• **Material shown**:
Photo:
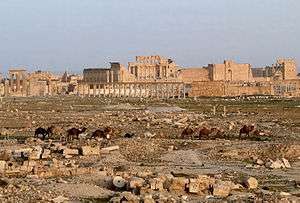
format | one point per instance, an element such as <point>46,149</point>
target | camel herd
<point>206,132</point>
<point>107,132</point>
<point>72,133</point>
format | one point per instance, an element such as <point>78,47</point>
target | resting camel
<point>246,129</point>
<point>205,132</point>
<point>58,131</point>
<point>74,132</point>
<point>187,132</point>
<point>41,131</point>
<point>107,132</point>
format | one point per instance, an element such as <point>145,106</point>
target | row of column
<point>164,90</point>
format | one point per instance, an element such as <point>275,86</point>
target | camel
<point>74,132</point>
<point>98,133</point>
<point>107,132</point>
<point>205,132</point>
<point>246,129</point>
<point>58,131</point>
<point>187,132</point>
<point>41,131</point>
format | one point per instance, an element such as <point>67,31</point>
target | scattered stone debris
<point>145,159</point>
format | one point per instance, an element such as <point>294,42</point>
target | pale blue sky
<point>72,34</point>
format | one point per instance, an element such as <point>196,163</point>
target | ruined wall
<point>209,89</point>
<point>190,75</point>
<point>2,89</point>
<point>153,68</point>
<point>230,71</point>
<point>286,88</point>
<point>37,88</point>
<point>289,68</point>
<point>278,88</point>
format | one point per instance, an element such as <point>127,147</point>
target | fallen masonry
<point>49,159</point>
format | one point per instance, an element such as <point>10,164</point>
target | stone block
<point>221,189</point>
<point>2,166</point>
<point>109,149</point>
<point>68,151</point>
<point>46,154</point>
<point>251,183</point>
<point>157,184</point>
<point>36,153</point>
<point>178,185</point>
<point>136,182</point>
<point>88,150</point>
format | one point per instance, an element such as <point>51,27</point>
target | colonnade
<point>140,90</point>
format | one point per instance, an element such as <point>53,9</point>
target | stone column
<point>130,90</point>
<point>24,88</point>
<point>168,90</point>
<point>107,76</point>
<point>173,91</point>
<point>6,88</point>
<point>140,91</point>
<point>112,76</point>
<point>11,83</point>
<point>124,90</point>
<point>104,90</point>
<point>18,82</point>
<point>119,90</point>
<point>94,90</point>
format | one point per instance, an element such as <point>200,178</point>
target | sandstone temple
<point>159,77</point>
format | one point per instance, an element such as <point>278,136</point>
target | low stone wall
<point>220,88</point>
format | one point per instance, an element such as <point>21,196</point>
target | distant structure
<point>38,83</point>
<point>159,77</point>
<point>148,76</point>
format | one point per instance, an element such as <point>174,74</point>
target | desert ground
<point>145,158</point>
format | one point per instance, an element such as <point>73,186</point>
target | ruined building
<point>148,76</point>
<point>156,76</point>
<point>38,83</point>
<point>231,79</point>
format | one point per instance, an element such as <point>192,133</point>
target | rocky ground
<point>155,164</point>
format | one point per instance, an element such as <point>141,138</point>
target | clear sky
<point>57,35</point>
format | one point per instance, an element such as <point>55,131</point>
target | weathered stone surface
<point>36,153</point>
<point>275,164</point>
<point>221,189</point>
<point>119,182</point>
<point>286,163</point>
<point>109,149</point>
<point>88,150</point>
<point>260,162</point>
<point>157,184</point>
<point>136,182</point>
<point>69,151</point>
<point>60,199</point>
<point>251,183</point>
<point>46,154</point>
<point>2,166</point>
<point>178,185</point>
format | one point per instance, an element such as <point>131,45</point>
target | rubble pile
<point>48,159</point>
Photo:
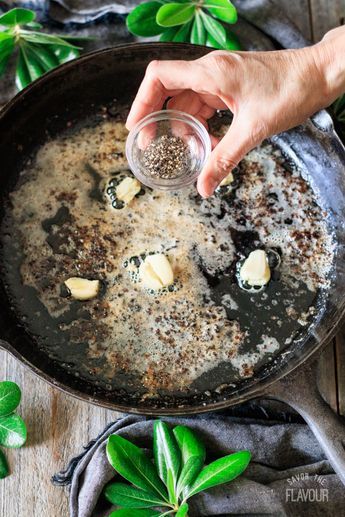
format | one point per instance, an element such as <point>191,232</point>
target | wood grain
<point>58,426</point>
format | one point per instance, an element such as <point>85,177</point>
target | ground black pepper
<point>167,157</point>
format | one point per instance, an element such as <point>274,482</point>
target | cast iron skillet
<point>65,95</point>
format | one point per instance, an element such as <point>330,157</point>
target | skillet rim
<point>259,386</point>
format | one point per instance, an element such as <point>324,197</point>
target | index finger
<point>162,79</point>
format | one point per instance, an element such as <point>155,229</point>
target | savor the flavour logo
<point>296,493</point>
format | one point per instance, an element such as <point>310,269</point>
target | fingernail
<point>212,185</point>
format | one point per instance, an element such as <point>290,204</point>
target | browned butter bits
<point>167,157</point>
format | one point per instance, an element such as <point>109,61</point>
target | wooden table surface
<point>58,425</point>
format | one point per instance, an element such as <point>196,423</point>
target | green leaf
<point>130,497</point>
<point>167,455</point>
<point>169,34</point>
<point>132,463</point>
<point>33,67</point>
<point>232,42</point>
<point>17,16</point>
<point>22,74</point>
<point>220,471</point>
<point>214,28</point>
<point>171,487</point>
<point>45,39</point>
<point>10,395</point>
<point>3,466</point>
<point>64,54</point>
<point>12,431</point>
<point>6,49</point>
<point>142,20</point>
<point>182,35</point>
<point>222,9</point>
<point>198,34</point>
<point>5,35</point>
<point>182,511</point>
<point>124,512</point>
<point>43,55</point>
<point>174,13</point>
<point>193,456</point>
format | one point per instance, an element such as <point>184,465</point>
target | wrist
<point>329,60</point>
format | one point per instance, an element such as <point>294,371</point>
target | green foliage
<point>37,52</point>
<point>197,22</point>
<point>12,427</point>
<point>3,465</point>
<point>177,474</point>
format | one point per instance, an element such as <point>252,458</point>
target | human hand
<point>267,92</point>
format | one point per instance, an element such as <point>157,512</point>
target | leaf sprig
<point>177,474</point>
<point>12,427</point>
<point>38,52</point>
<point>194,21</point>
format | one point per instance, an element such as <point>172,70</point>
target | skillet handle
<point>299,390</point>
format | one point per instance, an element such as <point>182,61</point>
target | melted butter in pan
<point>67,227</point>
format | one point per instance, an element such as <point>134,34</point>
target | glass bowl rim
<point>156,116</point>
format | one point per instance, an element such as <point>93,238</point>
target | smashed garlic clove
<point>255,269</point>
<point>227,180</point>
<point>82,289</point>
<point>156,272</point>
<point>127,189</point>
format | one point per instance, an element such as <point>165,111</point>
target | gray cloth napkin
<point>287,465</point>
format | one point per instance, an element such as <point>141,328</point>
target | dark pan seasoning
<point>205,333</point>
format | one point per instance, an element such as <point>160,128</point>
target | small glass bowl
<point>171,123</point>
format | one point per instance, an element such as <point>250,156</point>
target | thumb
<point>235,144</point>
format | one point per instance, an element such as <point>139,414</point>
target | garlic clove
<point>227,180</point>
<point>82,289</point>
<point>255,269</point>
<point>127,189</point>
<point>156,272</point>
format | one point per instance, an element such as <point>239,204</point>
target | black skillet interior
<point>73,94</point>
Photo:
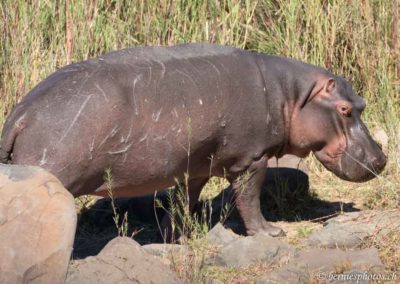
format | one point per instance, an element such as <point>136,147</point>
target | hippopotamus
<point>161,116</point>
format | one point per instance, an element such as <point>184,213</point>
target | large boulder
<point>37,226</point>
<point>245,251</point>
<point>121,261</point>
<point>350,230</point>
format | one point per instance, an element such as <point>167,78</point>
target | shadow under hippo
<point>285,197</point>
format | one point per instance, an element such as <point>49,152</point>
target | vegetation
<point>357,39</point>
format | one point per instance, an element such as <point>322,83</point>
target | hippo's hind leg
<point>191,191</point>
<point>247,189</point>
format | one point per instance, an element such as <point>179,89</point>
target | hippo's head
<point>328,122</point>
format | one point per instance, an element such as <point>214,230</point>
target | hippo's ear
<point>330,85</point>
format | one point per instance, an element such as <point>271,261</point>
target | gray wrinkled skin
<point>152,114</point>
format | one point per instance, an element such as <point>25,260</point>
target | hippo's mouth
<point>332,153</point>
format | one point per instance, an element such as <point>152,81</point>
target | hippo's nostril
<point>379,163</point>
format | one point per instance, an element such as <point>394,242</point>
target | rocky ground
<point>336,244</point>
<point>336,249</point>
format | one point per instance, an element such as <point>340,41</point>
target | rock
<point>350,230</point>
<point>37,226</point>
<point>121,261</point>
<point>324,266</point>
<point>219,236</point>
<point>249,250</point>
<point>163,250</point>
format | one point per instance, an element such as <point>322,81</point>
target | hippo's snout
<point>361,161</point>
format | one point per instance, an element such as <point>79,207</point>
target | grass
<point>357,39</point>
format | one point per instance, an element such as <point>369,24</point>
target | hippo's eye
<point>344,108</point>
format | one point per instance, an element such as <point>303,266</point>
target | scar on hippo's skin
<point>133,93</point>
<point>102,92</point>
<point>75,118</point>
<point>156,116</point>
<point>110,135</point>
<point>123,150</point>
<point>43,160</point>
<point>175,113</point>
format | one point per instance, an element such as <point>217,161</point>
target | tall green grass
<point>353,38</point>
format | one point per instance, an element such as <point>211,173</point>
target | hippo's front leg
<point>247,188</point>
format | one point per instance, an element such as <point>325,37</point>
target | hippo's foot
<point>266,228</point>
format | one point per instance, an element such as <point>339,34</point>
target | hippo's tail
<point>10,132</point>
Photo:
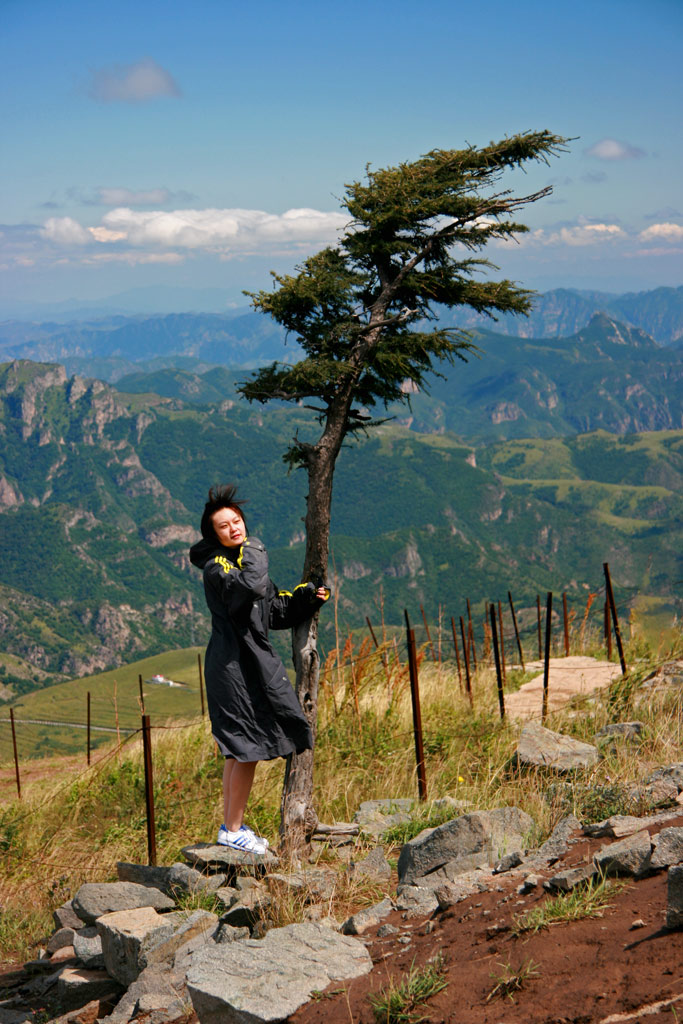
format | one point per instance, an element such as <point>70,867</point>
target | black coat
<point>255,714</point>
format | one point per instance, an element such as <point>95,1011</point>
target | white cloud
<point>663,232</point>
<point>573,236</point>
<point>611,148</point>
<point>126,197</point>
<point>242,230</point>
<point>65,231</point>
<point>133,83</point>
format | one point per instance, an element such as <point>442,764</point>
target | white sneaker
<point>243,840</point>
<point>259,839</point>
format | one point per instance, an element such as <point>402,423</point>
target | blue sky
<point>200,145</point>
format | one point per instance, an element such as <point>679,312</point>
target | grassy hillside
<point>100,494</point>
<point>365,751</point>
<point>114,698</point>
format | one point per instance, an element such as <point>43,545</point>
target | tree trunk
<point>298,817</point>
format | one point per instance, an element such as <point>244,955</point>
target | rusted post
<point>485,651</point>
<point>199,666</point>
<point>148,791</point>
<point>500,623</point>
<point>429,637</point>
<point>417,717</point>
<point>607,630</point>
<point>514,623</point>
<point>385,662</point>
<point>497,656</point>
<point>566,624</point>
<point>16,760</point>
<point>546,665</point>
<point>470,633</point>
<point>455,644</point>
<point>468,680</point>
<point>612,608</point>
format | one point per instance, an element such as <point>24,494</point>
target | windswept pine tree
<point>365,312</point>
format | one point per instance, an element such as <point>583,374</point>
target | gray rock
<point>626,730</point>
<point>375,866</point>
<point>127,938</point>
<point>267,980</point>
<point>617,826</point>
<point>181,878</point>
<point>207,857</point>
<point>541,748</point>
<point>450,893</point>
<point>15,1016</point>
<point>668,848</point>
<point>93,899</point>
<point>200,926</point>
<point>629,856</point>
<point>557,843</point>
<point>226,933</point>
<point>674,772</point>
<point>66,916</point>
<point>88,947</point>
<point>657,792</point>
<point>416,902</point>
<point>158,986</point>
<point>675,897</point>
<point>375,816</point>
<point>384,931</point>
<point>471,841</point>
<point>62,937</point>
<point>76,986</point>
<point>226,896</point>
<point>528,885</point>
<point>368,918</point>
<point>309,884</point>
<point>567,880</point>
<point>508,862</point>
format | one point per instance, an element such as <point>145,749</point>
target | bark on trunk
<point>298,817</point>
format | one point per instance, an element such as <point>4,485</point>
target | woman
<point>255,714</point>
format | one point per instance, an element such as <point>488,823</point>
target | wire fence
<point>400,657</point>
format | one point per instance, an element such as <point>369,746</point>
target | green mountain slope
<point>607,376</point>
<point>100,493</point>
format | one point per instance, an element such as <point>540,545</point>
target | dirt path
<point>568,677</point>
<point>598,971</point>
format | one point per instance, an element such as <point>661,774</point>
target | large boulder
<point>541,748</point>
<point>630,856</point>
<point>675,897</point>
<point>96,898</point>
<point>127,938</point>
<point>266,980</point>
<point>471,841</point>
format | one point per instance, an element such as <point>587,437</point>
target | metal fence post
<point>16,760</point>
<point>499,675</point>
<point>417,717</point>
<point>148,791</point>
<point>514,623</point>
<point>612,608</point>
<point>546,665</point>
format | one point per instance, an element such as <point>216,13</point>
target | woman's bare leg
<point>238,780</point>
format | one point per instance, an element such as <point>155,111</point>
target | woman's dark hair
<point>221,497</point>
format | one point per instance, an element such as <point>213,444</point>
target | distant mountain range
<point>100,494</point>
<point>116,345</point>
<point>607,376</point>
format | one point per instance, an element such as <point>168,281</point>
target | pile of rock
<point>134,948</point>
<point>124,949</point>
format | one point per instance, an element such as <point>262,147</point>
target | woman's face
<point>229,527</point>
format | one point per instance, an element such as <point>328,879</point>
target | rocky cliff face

• **What is being asked**:
Restate word for word every line from the top of the entries above to the line with "such as <point>10,164</point>", inclusive, and skip any pictures.

• **Solution below**:
Photo:
format | one point per instance, an element such as <point>46,149</point>
target | camel herd
<point>206,132</point>
<point>107,132</point>
<point>72,133</point>
format | one point per instance, an element such as <point>78,47</point>
target | resting camel
<point>246,129</point>
<point>205,132</point>
<point>58,131</point>
<point>74,132</point>
<point>187,132</point>
<point>41,131</point>
<point>107,132</point>
format | one point per instance, an element such as <point>145,106</point>
target | row of column
<point>164,90</point>
format | one point per instance, an element such as <point>275,86</point>
target | camel
<point>74,132</point>
<point>98,133</point>
<point>107,132</point>
<point>205,132</point>
<point>246,129</point>
<point>58,131</point>
<point>187,132</point>
<point>41,131</point>
format | one point per instance, an element such as <point>67,31</point>
target | scattered stone debris
<point>145,159</point>
format | one point per instance, an element such as <point>294,42</point>
target | pale blue sky
<point>72,34</point>
format | one point per instance, an element such as <point>196,163</point>
target | ruined wall
<point>209,89</point>
<point>190,75</point>
<point>2,89</point>
<point>153,68</point>
<point>230,71</point>
<point>286,88</point>
<point>37,88</point>
<point>289,68</point>
<point>278,88</point>
format | one point per instance, an element such as <point>127,147</point>
target | fallen masonry
<point>49,159</point>
format | one point per instance, an element such as <point>10,164</point>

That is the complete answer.